§ PROBLEM REQUIREMENTS: Reproduce every line of the records below word for word, leaving the pictures out of your answer.
============
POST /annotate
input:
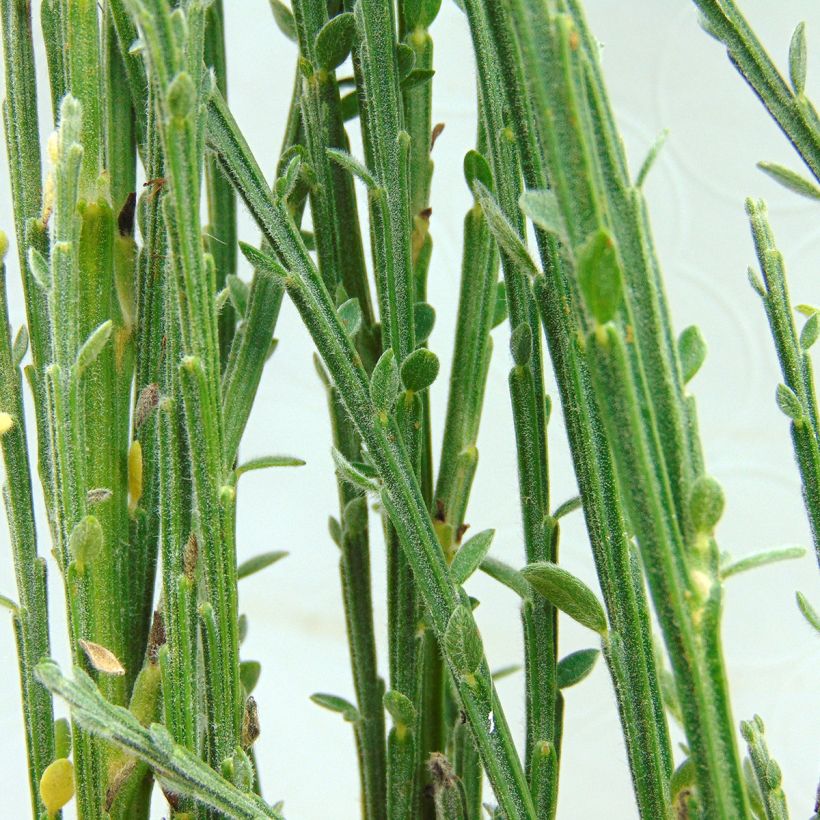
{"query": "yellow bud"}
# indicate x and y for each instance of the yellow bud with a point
(57, 785)
(134, 475)
(6, 423)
============
§ RESPONSE BELOW:
POST /annotate
input:
{"query": "yellow bud"}
# indicate x and y for each instance of the yellow bud with a point
(57, 785)
(134, 475)
(6, 423)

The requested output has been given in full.